KETENTUAN TUGAS:
[1] Menurut kutipan ulasan kelas, pada tanggal berapa pertemuan Writing yang kedua berlangsung?
[2] Tulis ulang persis bagian kutipan ulasan kelas mulai dari "Itu adalah kata" sampai ke "class review sebelumnya.".
[3] Sebutkan semua nama orang yang muncul dalam kutipan ulasan kelas.

KUTIPAN TERPILIH:
Magical
Version New Class Review (class review 2)
BY:
ASTRI RAHAYU
Dasyat!!
Itu adalah kata yang ada dibenak saya saat ini. Membuat sebuah class
review yang bukan hanya menjadi ulasan kejadian pertemuan sebelumnya, tetapi
membuat sebuah ulasan yang harus jauh lebih banyak menjelaskan “Mengapa itu
semua terjadi dan tuangkan semua yang belum pernah dijelaskan?” Dan pastinya berkaitan dengan semua hal yang
dijelaskan oleh pelatih Writing kita, siapa lagi kalau bukan Mr.Lala Bumela
yang mulai mengharuskan kita semua berkolaborasi dengan yang lainnya seperti
dengan Lehtonen dan Hyland. Benar-benar sesuatu hal yang magic menciptakan
Class Review versi baru, yang pastinya cita rasa yang ada didalamnya
benar-benar sangat jauh berbeda dengan cita rasa class review sebelumnya.
“Big explanation from the writer more about what happen”. Dari statement tersebut, maka bisa kita simpulkan bahwa class review bukan hanya retell the last meeting, tetapi kita lebih banyak lagi apa yang terjadi dan memasukkan sesuatu yang baru didalamnya. Menciptakan taste yang benar-benar magic memang membutuhkan bahan-bahan yang magic pula. Saat ini, di pertemuan Writing yang kedua, 9th February 2014 adalah moment yang pas untuk mencoba menuangkan formula baru yaitu dengan berkolaborasi dengan Lehtonen dan Hyland di Class Review ini.

DATA YANG DIBERIKAN:

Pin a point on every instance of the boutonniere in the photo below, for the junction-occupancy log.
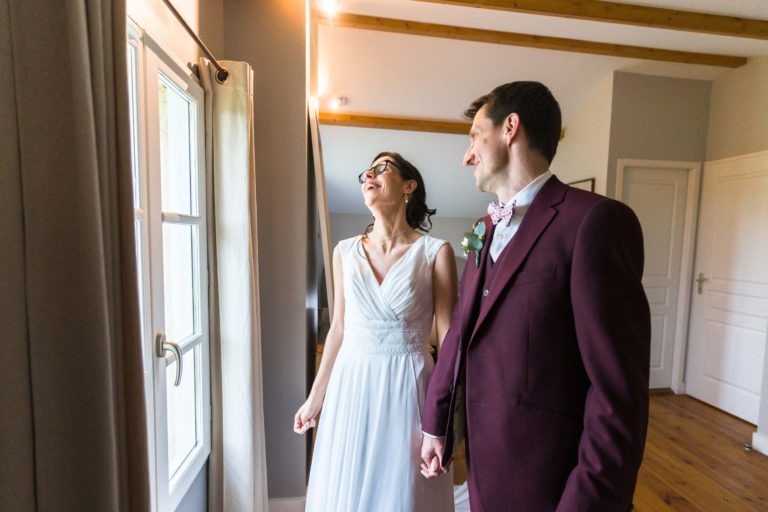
(473, 241)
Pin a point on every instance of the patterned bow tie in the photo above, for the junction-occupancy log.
(499, 213)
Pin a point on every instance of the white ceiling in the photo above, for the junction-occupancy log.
(391, 74)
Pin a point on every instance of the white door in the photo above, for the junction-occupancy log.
(729, 310)
(170, 219)
(659, 193)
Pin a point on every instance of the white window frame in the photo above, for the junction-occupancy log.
(151, 59)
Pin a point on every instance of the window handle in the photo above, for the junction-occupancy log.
(164, 345)
(700, 281)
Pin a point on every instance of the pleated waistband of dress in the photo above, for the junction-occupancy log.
(385, 337)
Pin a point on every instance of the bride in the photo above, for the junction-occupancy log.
(390, 284)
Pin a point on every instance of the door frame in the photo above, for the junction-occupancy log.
(680, 341)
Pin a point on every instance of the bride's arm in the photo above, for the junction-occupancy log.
(444, 290)
(307, 413)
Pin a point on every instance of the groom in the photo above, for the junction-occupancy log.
(551, 334)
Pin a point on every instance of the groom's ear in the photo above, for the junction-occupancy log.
(511, 127)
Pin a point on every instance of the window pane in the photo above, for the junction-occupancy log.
(134, 117)
(180, 249)
(183, 404)
(178, 137)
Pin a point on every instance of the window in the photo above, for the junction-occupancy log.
(167, 144)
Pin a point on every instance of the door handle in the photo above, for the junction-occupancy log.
(163, 345)
(700, 281)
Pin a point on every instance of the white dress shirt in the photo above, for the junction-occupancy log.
(522, 201)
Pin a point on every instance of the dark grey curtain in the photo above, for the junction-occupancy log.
(72, 417)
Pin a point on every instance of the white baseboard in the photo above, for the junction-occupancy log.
(287, 504)
(760, 442)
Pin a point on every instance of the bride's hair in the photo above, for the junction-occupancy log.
(417, 213)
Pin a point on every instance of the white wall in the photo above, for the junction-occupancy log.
(583, 152)
(657, 118)
(738, 116)
(738, 125)
(271, 36)
(205, 17)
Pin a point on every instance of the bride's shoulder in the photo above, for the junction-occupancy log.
(345, 245)
(432, 246)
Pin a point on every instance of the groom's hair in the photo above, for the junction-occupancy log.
(538, 110)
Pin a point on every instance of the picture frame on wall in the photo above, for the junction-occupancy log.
(587, 184)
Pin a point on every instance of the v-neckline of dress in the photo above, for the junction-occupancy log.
(368, 265)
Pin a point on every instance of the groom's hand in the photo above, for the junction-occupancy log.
(432, 449)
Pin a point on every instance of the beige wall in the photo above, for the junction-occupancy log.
(271, 36)
(206, 17)
(583, 152)
(657, 118)
(738, 116)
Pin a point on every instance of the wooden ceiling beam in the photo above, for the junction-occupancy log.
(398, 123)
(628, 14)
(531, 41)
(395, 123)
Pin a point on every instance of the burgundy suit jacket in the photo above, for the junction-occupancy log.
(556, 362)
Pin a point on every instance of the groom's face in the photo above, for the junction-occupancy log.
(487, 151)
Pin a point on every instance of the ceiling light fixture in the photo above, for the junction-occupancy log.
(338, 102)
(330, 7)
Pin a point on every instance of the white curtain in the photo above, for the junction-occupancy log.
(238, 469)
(72, 416)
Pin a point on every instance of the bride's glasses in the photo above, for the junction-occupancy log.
(376, 170)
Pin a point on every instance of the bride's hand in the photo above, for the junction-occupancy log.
(306, 415)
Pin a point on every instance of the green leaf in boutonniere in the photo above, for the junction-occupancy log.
(473, 241)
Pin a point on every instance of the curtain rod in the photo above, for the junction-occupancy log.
(221, 72)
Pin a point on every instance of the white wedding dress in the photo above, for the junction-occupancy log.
(367, 453)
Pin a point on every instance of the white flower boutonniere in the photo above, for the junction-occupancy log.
(473, 241)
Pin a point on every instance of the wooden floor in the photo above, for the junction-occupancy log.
(695, 461)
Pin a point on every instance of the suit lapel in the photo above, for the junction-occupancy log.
(535, 222)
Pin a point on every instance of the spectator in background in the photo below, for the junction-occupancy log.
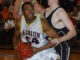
(76, 14)
(5, 12)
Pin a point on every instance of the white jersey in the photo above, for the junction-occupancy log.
(32, 33)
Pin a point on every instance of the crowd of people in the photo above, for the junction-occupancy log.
(52, 24)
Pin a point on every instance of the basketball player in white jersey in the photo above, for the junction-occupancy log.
(59, 20)
(18, 5)
(31, 26)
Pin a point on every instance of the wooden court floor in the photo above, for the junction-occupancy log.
(11, 55)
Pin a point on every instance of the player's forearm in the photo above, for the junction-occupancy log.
(68, 36)
(16, 9)
(48, 45)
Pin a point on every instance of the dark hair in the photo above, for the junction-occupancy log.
(26, 3)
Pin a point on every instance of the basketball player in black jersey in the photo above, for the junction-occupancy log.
(28, 13)
(58, 19)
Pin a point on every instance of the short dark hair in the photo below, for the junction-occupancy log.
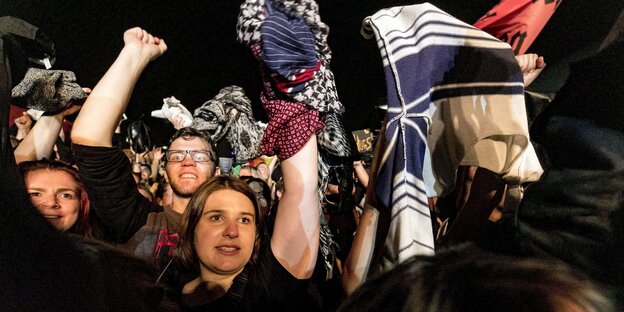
(188, 133)
(466, 278)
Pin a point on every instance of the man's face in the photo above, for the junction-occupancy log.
(187, 176)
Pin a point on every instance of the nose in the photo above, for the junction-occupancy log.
(231, 230)
(188, 160)
(50, 201)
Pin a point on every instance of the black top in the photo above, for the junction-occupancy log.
(128, 217)
(263, 286)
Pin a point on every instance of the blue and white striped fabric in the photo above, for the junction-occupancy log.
(288, 44)
(447, 84)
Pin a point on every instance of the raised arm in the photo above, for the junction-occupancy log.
(295, 239)
(103, 109)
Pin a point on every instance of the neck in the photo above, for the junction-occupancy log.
(178, 204)
(207, 287)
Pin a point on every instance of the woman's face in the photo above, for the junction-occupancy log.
(56, 195)
(263, 169)
(225, 234)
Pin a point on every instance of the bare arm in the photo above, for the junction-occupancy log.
(103, 109)
(295, 239)
(358, 260)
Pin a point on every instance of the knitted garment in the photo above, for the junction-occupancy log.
(229, 115)
(320, 91)
(50, 91)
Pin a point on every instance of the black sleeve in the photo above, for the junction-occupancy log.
(107, 175)
(280, 290)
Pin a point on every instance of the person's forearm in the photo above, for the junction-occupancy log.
(295, 237)
(358, 260)
(105, 105)
(40, 140)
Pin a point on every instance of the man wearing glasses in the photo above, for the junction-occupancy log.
(142, 227)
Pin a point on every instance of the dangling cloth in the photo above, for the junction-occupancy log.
(50, 91)
(229, 115)
(455, 97)
(299, 89)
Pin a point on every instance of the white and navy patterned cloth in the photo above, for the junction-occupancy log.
(287, 46)
(450, 87)
(317, 87)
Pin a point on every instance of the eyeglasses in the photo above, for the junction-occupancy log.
(200, 156)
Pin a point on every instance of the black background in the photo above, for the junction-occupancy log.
(204, 55)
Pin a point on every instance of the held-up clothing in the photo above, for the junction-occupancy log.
(131, 220)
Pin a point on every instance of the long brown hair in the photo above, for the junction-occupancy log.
(195, 209)
(83, 225)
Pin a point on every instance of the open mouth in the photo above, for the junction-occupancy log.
(227, 250)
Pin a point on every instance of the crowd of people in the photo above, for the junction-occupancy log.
(189, 227)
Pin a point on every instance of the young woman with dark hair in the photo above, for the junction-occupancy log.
(56, 190)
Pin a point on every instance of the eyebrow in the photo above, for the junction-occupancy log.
(245, 213)
(44, 189)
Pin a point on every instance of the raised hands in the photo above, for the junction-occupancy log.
(531, 66)
(148, 45)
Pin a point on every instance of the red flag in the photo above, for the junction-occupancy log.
(518, 22)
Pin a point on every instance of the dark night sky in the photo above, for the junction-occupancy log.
(204, 56)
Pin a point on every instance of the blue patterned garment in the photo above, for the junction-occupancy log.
(446, 83)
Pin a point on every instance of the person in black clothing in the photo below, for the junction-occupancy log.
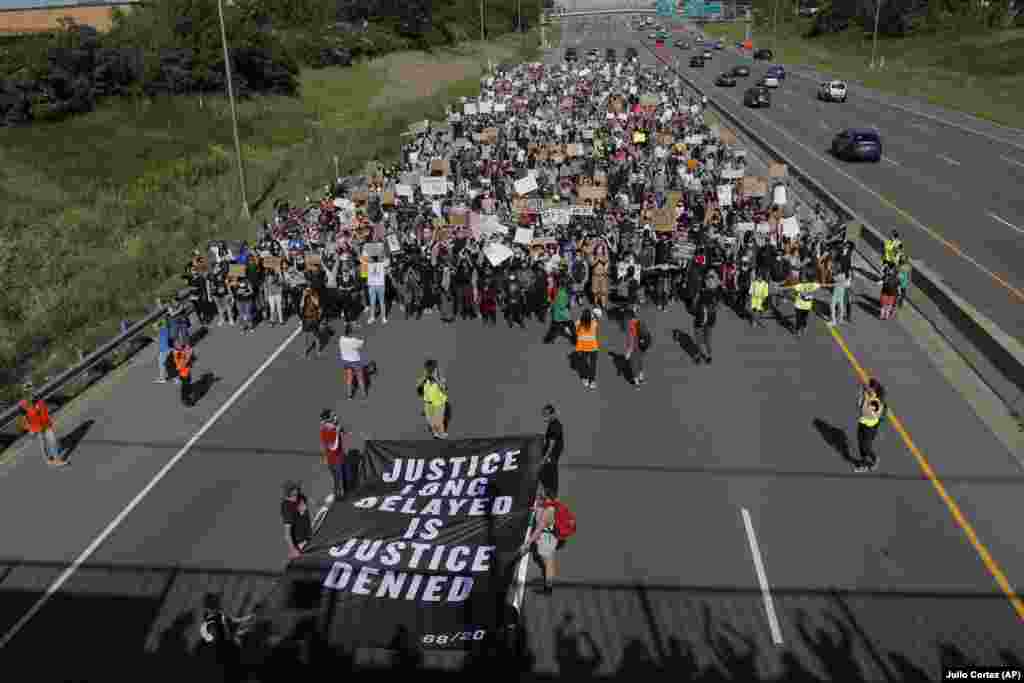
(295, 514)
(554, 444)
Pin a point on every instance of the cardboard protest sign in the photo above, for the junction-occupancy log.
(433, 186)
(525, 185)
(523, 236)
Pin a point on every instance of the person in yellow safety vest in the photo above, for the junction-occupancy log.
(872, 412)
(182, 364)
(432, 387)
(804, 302)
(587, 347)
(37, 421)
(893, 249)
(760, 290)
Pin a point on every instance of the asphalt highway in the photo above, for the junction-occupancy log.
(697, 496)
(951, 189)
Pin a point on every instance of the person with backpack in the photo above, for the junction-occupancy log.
(553, 522)
(433, 389)
(872, 413)
(638, 340)
(561, 322)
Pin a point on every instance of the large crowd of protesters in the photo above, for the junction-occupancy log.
(562, 191)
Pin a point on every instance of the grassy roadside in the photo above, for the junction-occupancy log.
(99, 213)
(972, 72)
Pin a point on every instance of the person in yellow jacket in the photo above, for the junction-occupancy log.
(587, 347)
(803, 301)
(872, 411)
(432, 387)
(760, 289)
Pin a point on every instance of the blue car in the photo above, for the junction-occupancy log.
(858, 144)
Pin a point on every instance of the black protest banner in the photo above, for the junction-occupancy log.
(426, 548)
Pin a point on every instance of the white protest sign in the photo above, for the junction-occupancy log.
(433, 186)
(791, 226)
(525, 185)
(725, 195)
(497, 253)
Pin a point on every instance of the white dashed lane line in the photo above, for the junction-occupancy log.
(1013, 161)
(1006, 222)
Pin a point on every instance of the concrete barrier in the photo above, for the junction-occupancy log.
(1003, 351)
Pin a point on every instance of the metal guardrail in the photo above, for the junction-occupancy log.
(50, 388)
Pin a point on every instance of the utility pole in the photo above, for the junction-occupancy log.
(875, 41)
(235, 114)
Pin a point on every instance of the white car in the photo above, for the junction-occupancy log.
(834, 91)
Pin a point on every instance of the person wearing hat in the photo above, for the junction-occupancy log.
(333, 452)
(295, 514)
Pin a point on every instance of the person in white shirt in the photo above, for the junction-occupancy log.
(376, 281)
(350, 350)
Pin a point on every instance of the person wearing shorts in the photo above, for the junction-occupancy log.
(350, 352)
(544, 539)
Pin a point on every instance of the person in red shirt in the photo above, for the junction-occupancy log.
(38, 421)
(333, 453)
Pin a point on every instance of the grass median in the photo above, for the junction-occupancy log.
(99, 213)
(972, 71)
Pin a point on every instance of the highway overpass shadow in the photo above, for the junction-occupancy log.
(114, 622)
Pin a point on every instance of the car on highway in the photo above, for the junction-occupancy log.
(858, 144)
(757, 96)
(833, 91)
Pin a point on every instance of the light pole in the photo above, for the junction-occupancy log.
(875, 40)
(235, 114)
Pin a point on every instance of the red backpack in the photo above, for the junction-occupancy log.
(564, 520)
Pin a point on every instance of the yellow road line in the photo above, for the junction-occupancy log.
(958, 517)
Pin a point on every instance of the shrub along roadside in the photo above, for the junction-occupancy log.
(89, 240)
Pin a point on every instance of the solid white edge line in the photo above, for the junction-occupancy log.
(1013, 161)
(759, 566)
(1006, 222)
(937, 119)
(98, 541)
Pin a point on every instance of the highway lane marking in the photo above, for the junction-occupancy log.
(759, 567)
(926, 467)
(936, 119)
(113, 526)
(1018, 294)
(1012, 161)
(1006, 222)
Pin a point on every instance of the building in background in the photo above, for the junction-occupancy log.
(18, 16)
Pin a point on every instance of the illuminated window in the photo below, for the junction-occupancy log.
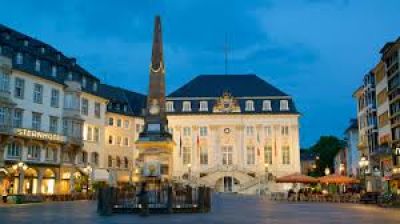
(267, 105)
(284, 105)
(249, 105)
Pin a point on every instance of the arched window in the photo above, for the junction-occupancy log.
(109, 161)
(249, 105)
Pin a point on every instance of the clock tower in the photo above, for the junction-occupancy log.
(155, 144)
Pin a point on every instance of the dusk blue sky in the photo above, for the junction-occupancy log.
(315, 50)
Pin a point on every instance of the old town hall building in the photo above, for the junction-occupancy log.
(62, 129)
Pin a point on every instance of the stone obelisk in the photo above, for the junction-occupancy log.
(155, 143)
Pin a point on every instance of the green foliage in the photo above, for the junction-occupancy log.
(326, 148)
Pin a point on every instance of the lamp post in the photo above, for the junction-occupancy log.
(364, 166)
(189, 171)
(89, 171)
(327, 171)
(20, 168)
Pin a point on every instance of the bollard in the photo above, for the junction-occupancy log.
(201, 198)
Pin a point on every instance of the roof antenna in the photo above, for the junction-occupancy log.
(226, 51)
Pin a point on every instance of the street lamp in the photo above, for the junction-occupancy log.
(20, 167)
(363, 166)
(327, 171)
(189, 171)
(89, 172)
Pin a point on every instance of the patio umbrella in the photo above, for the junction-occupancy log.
(296, 178)
(337, 179)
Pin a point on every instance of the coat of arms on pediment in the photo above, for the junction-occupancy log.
(226, 104)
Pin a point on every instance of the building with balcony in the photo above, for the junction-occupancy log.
(352, 153)
(391, 164)
(61, 129)
(367, 126)
(47, 103)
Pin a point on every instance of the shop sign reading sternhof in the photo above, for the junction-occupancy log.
(39, 135)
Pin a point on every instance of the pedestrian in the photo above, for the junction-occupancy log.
(144, 200)
(5, 195)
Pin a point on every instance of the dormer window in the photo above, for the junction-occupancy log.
(169, 106)
(249, 105)
(284, 105)
(70, 76)
(187, 106)
(267, 105)
(54, 71)
(203, 106)
(84, 82)
(20, 58)
(37, 65)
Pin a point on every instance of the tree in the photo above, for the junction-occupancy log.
(326, 149)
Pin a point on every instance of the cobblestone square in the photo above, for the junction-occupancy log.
(226, 209)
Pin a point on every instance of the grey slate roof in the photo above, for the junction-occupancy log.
(245, 87)
(12, 42)
(248, 85)
(119, 98)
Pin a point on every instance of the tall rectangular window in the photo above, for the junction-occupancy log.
(284, 105)
(268, 154)
(251, 155)
(17, 122)
(19, 59)
(186, 131)
(203, 106)
(36, 121)
(268, 131)
(19, 88)
(227, 155)
(285, 130)
(85, 106)
(250, 130)
(37, 93)
(55, 98)
(286, 155)
(53, 124)
(203, 155)
(203, 131)
(126, 141)
(4, 82)
(96, 136)
(186, 155)
(89, 134)
(126, 124)
(97, 109)
(37, 65)
(54, 71)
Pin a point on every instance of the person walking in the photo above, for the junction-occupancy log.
(144, 200)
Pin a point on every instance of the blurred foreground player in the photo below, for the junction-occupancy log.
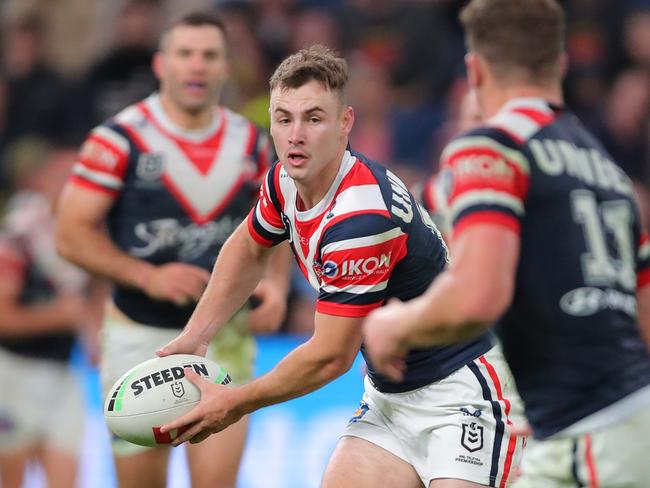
(172, 177)
(360, 238)
(547, 243)
(42, 310)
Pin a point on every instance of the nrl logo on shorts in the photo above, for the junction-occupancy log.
(150, 166)
(472, 438)
(178, 389)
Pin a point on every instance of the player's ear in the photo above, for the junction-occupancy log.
(348, 120)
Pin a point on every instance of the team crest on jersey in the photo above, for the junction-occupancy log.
(178, 389)
(472, 437)
(359, 413)
(150, 166)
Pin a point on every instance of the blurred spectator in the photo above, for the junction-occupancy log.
(123, 75)
(369, 93)
(625, 130)
(35, 92)
(41, 309)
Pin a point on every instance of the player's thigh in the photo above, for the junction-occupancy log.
(12, 467)
(146, 468)
(358, 463)
(453, 483)
(60, 467)
(214, 463)
(234, 348)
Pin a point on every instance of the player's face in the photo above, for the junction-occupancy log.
(192, 67)
(310, 128)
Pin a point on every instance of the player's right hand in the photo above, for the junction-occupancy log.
(185, 343)
(176, 282)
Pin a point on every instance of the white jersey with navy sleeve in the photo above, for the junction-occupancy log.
(366, 241)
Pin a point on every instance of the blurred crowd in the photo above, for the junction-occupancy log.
(67, 65)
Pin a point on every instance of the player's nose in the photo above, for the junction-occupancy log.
(296, 134)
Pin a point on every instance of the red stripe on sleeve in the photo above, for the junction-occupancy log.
(80, 181)
(487, 217)
(542, 118)
(642, 278)
(343, 310)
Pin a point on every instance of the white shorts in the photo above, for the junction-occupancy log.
(41, 403)
(614, 456)
(126, 344)
(458, 427)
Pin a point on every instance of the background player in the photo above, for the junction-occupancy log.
(42, 310)
(547, 242)
(172, 177)
(359, 238)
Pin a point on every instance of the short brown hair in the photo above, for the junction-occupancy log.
(516, 35)
(316, 63)
(198, 18)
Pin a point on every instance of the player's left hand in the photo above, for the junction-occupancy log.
(267, 317)
(216, 411)
(383, 342)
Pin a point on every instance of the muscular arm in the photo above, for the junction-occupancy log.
(460, 304)
(20, 320)
(475, 290)
(328, 354)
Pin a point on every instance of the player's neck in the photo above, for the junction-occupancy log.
(184, 119)
(313, 191)
(495, 97)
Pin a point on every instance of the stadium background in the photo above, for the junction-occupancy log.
(65, 65)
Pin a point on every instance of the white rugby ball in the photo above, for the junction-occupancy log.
(155, 392)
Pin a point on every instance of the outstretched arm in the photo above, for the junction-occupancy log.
(460, 304)
(82, 239)
(239, 267)
(328, 354)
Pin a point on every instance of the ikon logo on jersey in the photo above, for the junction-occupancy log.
(355, 267)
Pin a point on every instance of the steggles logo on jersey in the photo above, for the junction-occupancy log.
(150, 166)
(191, 240)
(330, 269)
(483, 166)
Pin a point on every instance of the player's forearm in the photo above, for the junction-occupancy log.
(643, 313)
(237, 271)
(450, 311)
(91, 249)
(278, 270)
(300, 372)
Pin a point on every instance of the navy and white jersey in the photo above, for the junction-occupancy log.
(178, 194)
(570, 335)
(366, 241)
(29, 262)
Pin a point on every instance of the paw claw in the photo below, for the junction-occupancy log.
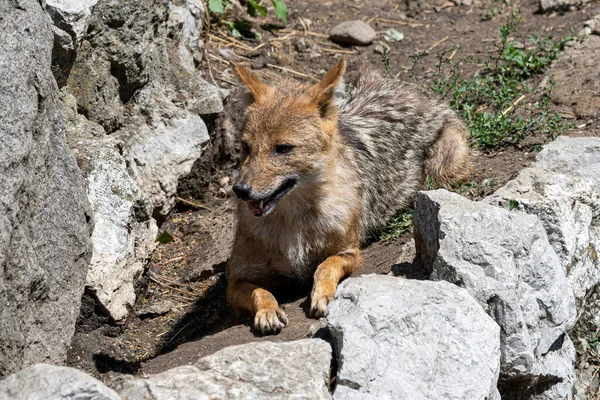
(318, 305)
(270, 320)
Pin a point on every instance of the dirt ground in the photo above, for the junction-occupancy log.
(181, 313)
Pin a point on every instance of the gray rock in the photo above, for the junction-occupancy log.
(568, 207)
(162, 147)
(157, 308)
(185, 24)
(45, 219)
(265, 370)
(580, 156)
(124, 233)
(70, 19)
(352, 32)
(49, 382)
(559, 363)
(134, 79)
(503, 258)
(63, 55)
(71, 16)
(406, 339)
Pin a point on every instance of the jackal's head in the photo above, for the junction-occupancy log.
(287, 138)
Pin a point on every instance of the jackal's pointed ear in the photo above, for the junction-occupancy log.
(325, 91)
(256, 87)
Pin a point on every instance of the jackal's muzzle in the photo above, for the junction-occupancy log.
(261, 204)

HASIL LATIHAN:
[1] 9th February 2014

[2]
Itu adalah kata yang ada dibenak saya saat ini. Membuat sebuah class
review yang bukan hanya menjadi ulasan kejadian pertemuan sebelumnya, tetapi
membuat sebuah ulasan yang harus jauh lebih banyak menjelaskan “Mengapa itu
semua terjadi dan tuangkan semua yang belum pernah dijelaskan?” Dan pastinya berkaitan dengan semua hal yang
dijelaskan oleh pelatih Writing kita, siapa lagi kalau bukan Mr.Lala Bumela
yang mulai mengharuskan kita semua berkolaborasi dengan yang lainnya seperti
dengan Lehtonen dan Hyland. Benar-benar sesuatu hal yang magic menciptakan
Class Review versi baru, yang pastinya cita rasa yang ada didalamnya
benar-benar sangat jauh berbeda dengan cita rasa class review sebelumnya.

[3] Astri Rahayu, Mr. Lala Bumela, Lehtonen, Hyland